# [Teks Tersedia]
----

Dalam kasus lain yang sudah sangat sering terjadi dalam ranah pendidikan adalah konflik antara murid dan guru. Konflik yang terjadi diawali dari kedua belah pihak tersebut yaitu siswa dan guru. Sekarang tak terhitung lagi berapa banyak kejadian murid yang melawan gurunya di sekolah. Poin di sini adalah terkait dengan sopan santun, atau lebih tepatnya adap siswa terhadap murid.
Di sisi guru, ada beberapa yang menjatuhkan mental seorang murid hanya karena ia tidak lebih cerdas dari murid lainnya? Sehingga, hal ini menyebabkan murid akan hilang motivasi belajar, malas, bahkan sampai tertekan karena telah dijatuhkan mentalnya. Atau hal lainnya adalah, memarahi murid di depan kawan-kawannya, mempermalukan dia sehingga ia merasa diri tidak berguna, semua hanya karena si murid tersebut melakukan kesalahan kecil. Hal ini, masih terjadi dalam ruang lingkup sekolah hingga saat ini, bahkan dari dua pihak sekalipun, murid dan guru.

----

# [Tugas Tertulis]
Bisakah Anda mengetik ulang bagian teks tentang konflik murid dan guru antara "Dalam kasus lain" dan "siswa terhadap murid.", termasuk kedua frasa itu? Baris-baris di bawah ini tidak diperlukan.

----

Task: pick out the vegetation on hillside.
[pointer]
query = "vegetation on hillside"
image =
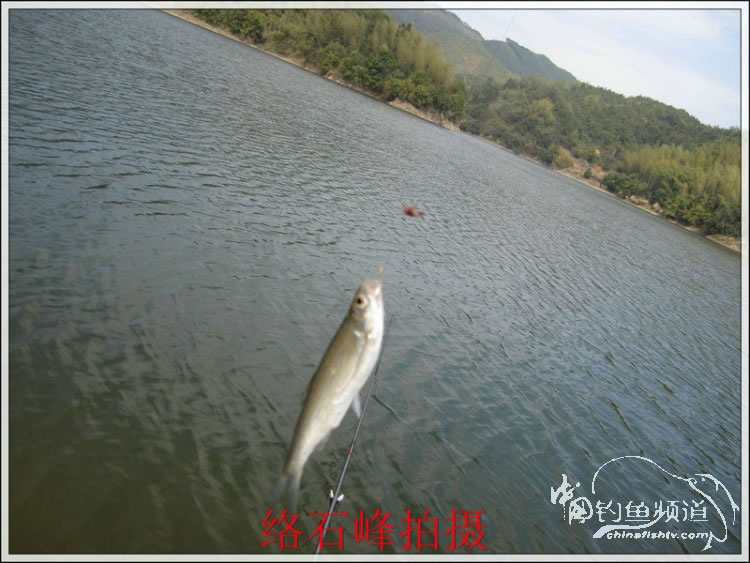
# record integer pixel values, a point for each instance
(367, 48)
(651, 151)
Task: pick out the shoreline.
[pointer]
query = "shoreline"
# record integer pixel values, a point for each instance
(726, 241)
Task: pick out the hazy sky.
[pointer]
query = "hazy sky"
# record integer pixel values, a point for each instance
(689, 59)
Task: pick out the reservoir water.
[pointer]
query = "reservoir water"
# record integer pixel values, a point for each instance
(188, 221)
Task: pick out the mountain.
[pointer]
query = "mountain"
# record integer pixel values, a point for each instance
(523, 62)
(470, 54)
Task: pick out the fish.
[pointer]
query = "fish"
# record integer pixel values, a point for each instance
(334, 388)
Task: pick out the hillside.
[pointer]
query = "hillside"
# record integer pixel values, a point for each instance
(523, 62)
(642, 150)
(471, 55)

----

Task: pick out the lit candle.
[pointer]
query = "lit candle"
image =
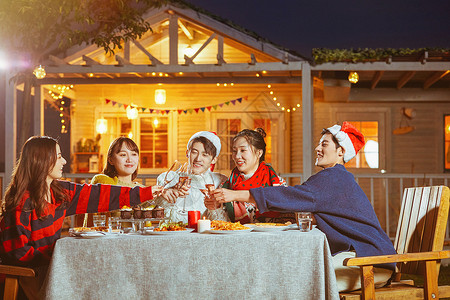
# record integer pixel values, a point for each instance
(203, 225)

----

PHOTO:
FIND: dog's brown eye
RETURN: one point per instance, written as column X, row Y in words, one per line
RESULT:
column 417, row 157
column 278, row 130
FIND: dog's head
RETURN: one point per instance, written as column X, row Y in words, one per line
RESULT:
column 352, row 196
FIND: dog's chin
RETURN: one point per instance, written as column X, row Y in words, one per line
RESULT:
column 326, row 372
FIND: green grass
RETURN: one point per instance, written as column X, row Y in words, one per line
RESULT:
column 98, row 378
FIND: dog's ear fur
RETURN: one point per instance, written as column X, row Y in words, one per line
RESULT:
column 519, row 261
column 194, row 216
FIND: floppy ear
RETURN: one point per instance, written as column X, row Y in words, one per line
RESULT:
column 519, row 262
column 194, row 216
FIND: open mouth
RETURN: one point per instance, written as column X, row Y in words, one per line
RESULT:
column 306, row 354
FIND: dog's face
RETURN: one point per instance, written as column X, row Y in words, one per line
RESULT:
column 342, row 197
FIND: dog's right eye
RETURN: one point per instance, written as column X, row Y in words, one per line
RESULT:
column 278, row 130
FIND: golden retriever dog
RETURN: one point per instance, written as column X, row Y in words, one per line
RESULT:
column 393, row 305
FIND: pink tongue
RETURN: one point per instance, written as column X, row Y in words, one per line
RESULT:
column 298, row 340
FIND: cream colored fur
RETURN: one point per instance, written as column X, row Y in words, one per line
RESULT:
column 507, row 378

----

# [Jawaban Benar]
Dalam kasus lain yang sudah sangat sering terjadi dalam ranah pendidikan adalah konflik antara murid dan guru. Konflik yang terjadi diawali dari kedua belah pihak tersebut yaitu siswa dan guru. Sekarang tak terhitung lagi berapa banyak kejadian murid yang melawan gurunya di sekolah. Poin di sini adalah terkait dengan sopan santun, atau lebih tepatnya adap siswa terhadap murid.